↓

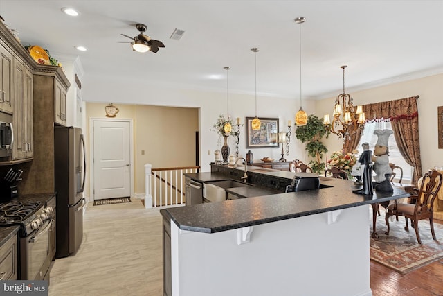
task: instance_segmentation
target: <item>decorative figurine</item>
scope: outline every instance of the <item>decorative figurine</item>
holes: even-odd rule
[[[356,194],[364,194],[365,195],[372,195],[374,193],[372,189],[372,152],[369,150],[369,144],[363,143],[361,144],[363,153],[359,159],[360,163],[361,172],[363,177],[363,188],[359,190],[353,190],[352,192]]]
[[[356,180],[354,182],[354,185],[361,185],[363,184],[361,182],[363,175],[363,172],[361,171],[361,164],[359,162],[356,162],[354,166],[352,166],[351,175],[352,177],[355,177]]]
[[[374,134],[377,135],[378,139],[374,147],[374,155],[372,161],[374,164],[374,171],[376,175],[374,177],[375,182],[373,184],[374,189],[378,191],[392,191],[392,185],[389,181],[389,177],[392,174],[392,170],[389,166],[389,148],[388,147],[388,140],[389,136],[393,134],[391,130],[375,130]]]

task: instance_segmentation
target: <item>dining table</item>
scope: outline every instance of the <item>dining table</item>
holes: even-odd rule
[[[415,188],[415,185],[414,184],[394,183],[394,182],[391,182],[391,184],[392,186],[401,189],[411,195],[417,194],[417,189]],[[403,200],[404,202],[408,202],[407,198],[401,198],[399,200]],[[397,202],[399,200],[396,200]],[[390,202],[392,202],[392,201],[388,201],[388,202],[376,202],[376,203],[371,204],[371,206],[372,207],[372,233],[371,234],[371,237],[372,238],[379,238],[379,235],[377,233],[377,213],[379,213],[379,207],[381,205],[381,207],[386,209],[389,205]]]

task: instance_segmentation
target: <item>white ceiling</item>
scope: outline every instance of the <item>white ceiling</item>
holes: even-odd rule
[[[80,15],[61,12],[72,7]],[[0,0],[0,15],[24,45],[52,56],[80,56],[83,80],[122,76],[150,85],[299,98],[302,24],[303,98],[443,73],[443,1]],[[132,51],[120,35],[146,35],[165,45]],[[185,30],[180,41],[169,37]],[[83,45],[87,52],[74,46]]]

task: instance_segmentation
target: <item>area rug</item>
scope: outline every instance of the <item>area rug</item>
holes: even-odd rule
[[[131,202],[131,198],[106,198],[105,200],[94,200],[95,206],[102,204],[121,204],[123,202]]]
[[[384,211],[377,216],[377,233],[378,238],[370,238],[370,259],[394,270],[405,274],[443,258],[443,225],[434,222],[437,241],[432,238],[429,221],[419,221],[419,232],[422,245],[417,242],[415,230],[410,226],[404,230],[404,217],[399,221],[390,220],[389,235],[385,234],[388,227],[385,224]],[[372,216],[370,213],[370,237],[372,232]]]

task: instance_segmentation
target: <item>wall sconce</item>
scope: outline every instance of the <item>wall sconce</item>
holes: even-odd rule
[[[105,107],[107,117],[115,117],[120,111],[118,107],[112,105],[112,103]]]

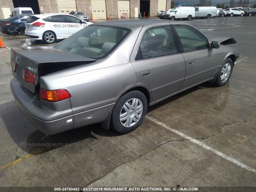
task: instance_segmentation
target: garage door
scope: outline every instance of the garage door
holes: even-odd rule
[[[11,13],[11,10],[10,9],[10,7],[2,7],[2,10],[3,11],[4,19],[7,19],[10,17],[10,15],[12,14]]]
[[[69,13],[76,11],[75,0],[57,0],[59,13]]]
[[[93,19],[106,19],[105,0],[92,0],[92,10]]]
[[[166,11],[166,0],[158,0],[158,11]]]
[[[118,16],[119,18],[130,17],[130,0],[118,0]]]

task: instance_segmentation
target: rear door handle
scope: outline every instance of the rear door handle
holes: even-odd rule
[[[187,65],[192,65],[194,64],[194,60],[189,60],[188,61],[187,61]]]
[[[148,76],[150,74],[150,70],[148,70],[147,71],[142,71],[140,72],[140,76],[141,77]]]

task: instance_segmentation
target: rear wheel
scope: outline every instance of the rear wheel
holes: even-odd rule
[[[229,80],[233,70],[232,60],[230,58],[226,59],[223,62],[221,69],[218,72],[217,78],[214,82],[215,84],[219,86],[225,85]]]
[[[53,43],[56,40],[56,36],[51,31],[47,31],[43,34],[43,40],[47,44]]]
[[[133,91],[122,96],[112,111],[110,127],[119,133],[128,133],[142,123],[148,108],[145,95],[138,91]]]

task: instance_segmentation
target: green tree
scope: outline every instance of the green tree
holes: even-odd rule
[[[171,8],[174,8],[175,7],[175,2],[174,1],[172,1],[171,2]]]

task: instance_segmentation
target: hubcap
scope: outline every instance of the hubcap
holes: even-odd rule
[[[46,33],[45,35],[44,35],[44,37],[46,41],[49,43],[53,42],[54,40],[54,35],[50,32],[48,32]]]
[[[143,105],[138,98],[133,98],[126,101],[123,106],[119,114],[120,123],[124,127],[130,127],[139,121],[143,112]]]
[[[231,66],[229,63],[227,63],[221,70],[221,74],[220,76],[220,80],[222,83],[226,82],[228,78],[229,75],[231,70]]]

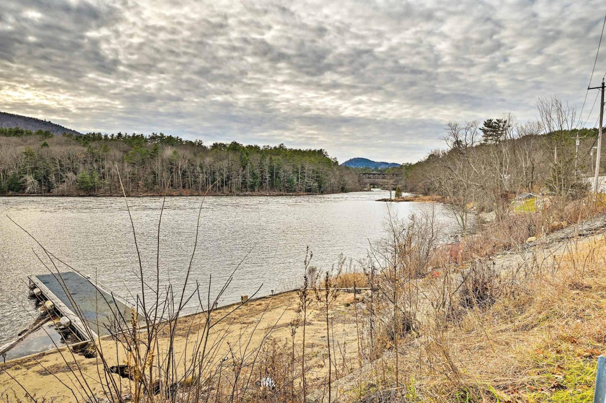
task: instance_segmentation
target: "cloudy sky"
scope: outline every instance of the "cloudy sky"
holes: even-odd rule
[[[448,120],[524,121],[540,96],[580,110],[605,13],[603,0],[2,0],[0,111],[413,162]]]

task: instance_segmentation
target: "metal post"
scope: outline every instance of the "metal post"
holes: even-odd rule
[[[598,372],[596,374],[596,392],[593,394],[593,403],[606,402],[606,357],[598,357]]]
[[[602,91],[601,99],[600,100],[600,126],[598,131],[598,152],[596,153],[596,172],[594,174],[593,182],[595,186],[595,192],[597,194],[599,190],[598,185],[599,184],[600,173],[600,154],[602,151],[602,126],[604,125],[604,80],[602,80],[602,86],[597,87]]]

↑
↓

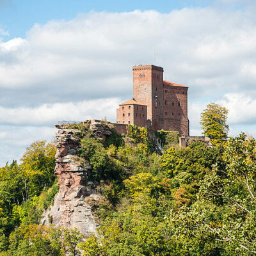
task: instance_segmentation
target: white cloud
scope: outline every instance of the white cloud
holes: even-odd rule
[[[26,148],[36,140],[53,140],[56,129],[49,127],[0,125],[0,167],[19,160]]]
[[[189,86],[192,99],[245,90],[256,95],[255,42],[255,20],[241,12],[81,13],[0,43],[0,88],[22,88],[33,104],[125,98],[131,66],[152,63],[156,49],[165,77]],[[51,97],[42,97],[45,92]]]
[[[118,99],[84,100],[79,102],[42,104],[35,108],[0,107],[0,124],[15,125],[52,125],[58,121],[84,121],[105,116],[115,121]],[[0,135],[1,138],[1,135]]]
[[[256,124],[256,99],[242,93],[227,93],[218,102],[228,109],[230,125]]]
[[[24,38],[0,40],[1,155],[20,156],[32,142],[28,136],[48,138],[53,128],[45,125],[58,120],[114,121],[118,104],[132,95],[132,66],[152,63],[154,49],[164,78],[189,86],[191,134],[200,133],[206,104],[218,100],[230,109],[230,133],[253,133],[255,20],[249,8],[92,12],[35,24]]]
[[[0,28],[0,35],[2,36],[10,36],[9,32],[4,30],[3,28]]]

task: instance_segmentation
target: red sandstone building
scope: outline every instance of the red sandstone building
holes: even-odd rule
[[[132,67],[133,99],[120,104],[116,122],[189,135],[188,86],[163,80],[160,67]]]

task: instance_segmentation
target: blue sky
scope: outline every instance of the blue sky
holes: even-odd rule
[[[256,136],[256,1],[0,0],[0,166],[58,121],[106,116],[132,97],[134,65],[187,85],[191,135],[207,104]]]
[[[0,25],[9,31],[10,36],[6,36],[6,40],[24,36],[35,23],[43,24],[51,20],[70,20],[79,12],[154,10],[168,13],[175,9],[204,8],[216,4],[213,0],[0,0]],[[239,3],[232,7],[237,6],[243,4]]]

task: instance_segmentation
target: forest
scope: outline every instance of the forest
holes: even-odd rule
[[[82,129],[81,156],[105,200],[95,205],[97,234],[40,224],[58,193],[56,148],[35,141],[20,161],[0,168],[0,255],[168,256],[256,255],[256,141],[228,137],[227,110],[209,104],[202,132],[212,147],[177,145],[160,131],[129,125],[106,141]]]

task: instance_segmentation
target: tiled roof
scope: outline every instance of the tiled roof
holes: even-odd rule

↑
↓

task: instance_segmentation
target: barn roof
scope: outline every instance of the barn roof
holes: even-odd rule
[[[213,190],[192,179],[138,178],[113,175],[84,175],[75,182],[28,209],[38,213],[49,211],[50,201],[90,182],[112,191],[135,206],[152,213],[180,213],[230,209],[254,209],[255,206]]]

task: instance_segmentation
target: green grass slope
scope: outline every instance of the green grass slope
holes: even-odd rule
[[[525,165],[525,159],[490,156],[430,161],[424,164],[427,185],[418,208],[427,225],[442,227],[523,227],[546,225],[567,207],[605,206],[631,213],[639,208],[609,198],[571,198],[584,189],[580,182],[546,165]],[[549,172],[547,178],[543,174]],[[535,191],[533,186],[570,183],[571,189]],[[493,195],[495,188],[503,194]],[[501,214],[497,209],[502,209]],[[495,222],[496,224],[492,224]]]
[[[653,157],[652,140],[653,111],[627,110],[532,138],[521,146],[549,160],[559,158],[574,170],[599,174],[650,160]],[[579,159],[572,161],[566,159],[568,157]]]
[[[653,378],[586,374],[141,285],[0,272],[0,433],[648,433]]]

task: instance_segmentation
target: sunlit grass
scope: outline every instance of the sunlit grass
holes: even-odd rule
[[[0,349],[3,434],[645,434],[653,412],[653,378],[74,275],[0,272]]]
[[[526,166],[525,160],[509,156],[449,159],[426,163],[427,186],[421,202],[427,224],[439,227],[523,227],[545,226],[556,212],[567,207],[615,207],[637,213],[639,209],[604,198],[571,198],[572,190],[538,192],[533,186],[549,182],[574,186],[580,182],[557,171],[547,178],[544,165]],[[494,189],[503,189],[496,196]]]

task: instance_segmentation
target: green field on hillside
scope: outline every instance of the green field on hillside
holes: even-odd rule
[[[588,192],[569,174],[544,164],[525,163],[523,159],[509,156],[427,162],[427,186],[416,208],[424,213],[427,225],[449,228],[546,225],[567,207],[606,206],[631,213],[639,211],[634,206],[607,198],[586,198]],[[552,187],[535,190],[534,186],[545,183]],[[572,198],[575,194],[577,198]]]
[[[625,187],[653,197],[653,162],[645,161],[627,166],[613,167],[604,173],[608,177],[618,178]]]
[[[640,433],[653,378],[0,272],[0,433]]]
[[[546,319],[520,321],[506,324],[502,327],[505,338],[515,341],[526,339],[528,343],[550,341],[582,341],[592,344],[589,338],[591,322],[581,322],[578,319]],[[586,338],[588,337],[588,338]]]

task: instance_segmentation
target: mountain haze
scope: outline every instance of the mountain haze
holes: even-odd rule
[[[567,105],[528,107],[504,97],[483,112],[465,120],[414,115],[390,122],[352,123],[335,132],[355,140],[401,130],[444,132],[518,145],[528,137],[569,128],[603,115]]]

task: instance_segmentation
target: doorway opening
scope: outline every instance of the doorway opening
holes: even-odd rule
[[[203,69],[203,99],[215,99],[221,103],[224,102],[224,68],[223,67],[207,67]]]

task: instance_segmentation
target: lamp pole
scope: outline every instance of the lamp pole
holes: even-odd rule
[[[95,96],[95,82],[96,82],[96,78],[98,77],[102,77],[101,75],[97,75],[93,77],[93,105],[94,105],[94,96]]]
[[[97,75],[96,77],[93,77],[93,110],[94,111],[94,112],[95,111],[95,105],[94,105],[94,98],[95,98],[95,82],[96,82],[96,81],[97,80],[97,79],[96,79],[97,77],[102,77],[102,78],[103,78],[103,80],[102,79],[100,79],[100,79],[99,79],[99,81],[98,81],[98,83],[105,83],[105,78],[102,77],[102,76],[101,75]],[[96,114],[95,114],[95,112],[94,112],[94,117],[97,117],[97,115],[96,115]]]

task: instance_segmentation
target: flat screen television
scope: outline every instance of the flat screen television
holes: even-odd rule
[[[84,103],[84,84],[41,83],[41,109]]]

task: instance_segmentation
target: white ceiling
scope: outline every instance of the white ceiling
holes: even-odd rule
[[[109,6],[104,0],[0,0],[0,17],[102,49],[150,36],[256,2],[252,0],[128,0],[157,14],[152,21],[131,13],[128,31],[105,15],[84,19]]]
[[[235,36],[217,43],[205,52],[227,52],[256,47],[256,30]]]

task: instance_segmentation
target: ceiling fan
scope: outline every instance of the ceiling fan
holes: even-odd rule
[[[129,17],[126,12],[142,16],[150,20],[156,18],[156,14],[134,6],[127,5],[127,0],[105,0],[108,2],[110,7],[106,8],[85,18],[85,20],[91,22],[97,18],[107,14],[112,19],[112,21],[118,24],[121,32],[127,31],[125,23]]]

↑

◆ **Exercise instructions**
Count the lines in the listing that contain the string "garage", treating case as significant, and give only the number.

◆ **Answer to the task**
2